→ Task brief
Repeat, exactly and in full, the lines of the listing below, but without any pictures.
Segment Start: Available records
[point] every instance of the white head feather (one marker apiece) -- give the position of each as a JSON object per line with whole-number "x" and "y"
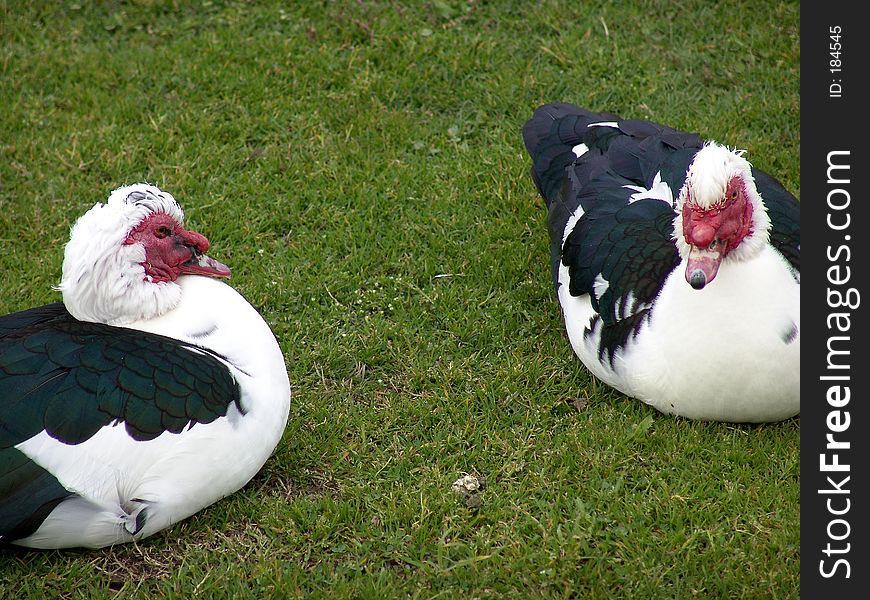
{"x": 706, "y": 181}
{"x": 103, "y": 278}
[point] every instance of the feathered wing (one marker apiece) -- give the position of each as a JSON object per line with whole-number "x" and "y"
{"x": 609, "y": 185}
{"x": 785, "y": 217}
{"x": 72, "y": 378}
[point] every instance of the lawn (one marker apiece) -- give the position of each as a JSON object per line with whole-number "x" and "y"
{"x": 359, "y": 165}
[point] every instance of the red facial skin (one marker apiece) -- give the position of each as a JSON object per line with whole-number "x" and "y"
{"x": 714, "y": 232}
{"x": 172, "y": 251}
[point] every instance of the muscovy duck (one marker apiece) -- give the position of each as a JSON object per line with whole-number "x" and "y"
{"x": 676, "y": 264}
{"x": 151, "y": 392}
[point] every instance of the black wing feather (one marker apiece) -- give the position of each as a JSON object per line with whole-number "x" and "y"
{"x": 626, "y": 244}
{"x": 72, "y": 378}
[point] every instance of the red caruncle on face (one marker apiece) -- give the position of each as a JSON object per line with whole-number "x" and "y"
{"x": 722, "y": 226}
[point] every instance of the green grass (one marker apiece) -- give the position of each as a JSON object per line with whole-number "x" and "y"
{"x": 360, "y": 167}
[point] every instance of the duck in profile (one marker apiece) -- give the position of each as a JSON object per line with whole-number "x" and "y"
{"x": 676, "y": 264}
{"x": 152, "y": 391}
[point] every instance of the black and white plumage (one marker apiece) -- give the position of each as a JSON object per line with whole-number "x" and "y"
{"x": 150, "y": 393}
{"x": 676, "y": 264}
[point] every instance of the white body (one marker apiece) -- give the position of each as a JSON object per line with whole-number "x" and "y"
{"x": 174, "y": 475}
{"x": 728, "y": 352}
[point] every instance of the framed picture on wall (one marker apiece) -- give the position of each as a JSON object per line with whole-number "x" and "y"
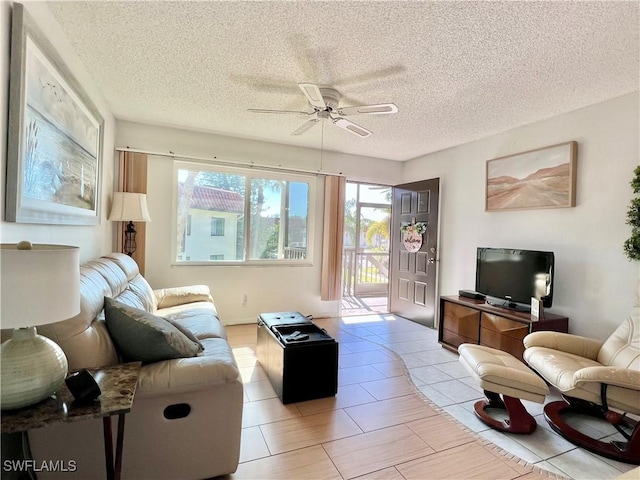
{"x": 55, "y": 135}
{"x": 541, "y": 178}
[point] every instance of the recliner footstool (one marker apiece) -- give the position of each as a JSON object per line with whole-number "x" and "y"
{"x": 500, "y": 373}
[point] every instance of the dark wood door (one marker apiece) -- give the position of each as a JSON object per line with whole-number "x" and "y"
{"x": 413, "y": 274}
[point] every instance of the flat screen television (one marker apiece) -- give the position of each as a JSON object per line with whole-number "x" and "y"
{"x": 510, "y": 277}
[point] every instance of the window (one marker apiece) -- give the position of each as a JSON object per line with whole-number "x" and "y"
{"x": 217, "y": 227}
{"x": 245, "y": 216}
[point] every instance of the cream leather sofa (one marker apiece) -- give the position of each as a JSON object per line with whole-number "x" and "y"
{"x": 206, "y": 442}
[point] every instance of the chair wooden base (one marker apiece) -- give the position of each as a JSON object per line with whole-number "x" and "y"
{"x": 627, "y": 452}
{"x": 519, "y": 421}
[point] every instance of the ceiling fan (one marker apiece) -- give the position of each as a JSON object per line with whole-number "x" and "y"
{"x": 324, "y": 102}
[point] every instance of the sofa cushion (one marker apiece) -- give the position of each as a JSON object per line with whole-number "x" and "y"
{"x": 199, "y": 318}
{"x": 142, "y": 336}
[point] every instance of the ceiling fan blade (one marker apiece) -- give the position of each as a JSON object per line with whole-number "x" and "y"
{"x": 351, "y": 127}
{"x": 313, "y": 94}
{"x": 281, "y": 112}
{"x": 379, "y": 109}
{"x": 304, "y": 127}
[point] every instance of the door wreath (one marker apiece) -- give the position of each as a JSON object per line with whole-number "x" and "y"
{"x": 412, "y": 235}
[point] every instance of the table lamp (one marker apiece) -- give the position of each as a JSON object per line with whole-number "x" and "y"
{"x": 39, "y": 284}
{"x": 129, "y": 207}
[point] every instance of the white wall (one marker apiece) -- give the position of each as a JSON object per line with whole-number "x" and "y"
{"x": 290, "y": 288}
{"x": 92, "y": 240}
{"x": 595, "y": 283}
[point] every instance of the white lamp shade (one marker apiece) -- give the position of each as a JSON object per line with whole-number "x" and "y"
{"x": 38, "y": 286}
{"x": 129, "y": 207}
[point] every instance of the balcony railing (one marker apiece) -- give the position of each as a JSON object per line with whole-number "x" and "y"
{"x": 365, "y": 273}
{"x": 295, "y": 253}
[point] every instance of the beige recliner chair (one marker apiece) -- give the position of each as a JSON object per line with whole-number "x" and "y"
{"x": 596, "y": 378}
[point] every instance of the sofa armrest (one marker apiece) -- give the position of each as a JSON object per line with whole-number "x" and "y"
{"x": 216, "y": 366}
{"x": 620, "y": 377}
{"x": 565, "y": 342}
{"x": 169, "y": 297}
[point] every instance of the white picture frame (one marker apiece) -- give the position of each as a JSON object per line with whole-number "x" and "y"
{"x": 55, "y": 136}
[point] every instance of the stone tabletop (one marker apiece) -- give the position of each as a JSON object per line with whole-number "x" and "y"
{"x": 117, "y": 384}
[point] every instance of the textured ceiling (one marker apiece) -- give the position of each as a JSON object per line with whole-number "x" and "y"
{"x": 457, "y": 71}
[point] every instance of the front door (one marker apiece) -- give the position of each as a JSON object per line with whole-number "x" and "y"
Segment End: Available records
→ Final answer
[point] every instance of the white head feather (one marker apiece) -- give the position of each as a JSON object per line with whole-number "x" and "y"
{"x": 706, "y": 181}
{"x": 103, "y": 278}
[point] every instance of the feathered wing (one marker apiece) -- give the position of each as a JSON object per line with whole-number "x" and "y"
{"x": 609, "y": 185}
{"x": 785, "y": 217}
{"x": 72, "y": 378}
[point] every instance of the lawn (one marker apiece) -- give the position of each as a JSON object per line with whole-number "x" and "y"
{"x": 359, "y": 165}
[point] every instance of the red facial skin (one marker apiece) -- give the position of each as a JSON object per line with whole-number "x" and "y"
{"x": 714, "y": 232}
{"x": 172, "y": 251}
[point] every instance of the muscovy duck (one marker apiece) -- give the position of each as a JSON object per line with whole-number "x" and "y"
{"x": 676, "y": 264}
{"x": 151, "y": 392}
[point] every instance of the black wing feather (one marker apiece) -- give the position of each as a JSON object per line with whole-number "x" and "y"
{"x": 626, "y": 244}
{"x": 72, "y": 378}
[point] every instance of the red caruncle on face (one marker apiece) -- give the position of each as a JSON object per line with whole-number "x" and "y"
{"x": 722, "y": 226}
[point] every instance of the green grass (one marker apiece) -- give the position of each as a JSON object per line with whole-number "x" and "y"
{"x": 360, "y": 167}
[point] every instance of the duck in profile (one marker apiece) -- give the position of each as a JSON object per line with whole-number "x" and "y"
{"x": 676, "y": 264}
{"x": 152, "y": 391}
[point] every instance of the black and white plumage (one marker apiece) -- give the position of each as a JSON object per line with whole-number "x" and "y"
{"x": 150, "y": 393}
{"x": 676, "y": 264}
[point] every instance of the white body (one marker apiece) -- give the position of each as a JSON object per line with whole-number "x" and "y"
{"x": 174, "y": 475}
{"x": 728, "y": 352}
[point] every instance of the framed picture on wall (one marker apiece) -- give the position of each as a JSON object per line with whole-number "x" and "y"
{"x": 55, "y": 135}
{"x": 541, "y": 178}
[point] every instance of the recliner footstool (one marker apiece) -- give the position of each as a JSON object per line with whole-number "x" and "y"
{"x": 500, "y": 373}
[point] every instance of the dark wood door (one marker apiece) -- give the position of each as a JSON object per line with whole-number "x" and "y"
{"x": 413, "y": 274}
[point] every instance of the flat screen television (one marker apiece) -- give the position of each as a JSON object per line with whole-number "x" and "y"
{"x": 510, "y": 277}
[point] every instance of the window (one marker apiece) -- give the position of each as a JSON object per line with whole-number "x" and "y"
{"x": 217, "y": 227}
{"x": 245, "y": 216}
[point] every instance of the cream leather sofa (one marker apiece) -- give the position of each as a JSON object per line with whole-number "x" and "y"
{"x": 206, "y": 442}
[point] every instance of the chair wooden base (one marker apiece) -- give the position of each as a JSON object per line with whole-number "x" and "y"
{"x": 627, "y": 452}
{"x": 519, "y": 421}
[point] every instance of the ceiling fan (one marker apiece) -- give the position of each as a JSON object per line with whole-number "x" and "y"
{"x": 324, "y": 102}
[point] every instance of the sofa cushion (one marker apiece) -- give the position of each as a JSON object per line with whole-number "x" and "y"
{"x": 199, "y": 318}
{"x": 142, "y": 336}
[point] every instance of the ceiling fan blade (one marker apiece) -- give the position of each as a JSON object per line with whole-number "x" and "y"
{"x": 351, "y": 127}
{"x": 313, "y": 94}
{"x": 281, "y": 112}
{"x": 379, "y": 109}
{"x": 304, "y": 127}
[point] every instance of the door wreath (one marker apiece) -- give the position of each as a JSON object per line with whole-number "x" and "y"
{"x": 412, "y": 235}
[point] every instance of the table lamp (one marker apiece) -- give the position of each as a JSON object per line with whole-number "x" and "y"
{"x": 39, "y": 284}
{"x": 129, "y": 207}
[point] every instance of the white wall (one marker apiece) -- give the position of each as a JSON object per line with whole-number "x" and "y"
{"x": 290, "y": 288}
{"x": 92, "y": 240}
{"x": 595, "y": 283}
[point] every instance of the white lamp shade (one marker apiece) -- give the position of each as a JSON object per line with whole-number "x" and "y"
{"x": 38, "y": 286}
{"x": 129, "y": 207}
[point] every instance of the balcony railing (one marker apiece) -- give the position of each as a JSON object per line with whole-number "x" and "y"
{"x": 365, "y": 273}
{"x": 295, "y": 253}
[point] every instance of the beige recliner chair (one marker apiece) -- give the position of each as a JSON object per line with whole-number "x" and "y"
{"x": 596, "y": 378}
[point] every instance of the sofa armrest (one marker apiece) -- give the position of each as a JSON object per line with whole-number "x" and "y"
{"x": 216, "y": 366}
{"x": 620, "y": 377}
{"x": 565, "y": 342}
{"x": 169, "y": 297}
[point] every instance of the white picture frame (one marker apiece) -- give the position of each as a JSON object per line with whole-number "x" and "y"
{"x": 55, "y": 136}
[point] every instance of the stone tabletop (one marker apiece) -- give the position of each as a JSON object per line with whole-number "x" and "y"
{"x": 117, "y": 384}
[point] every instance of the textured ceiling (one marker apiece) -- give the position of each as a JSON object per line with whole-number "x" and "y"
{"x": 457, "y": 71}
[point] every instance of the front door (one marker apiece) -- give the position of each as a JSON object per line with whole-number "x" and "y"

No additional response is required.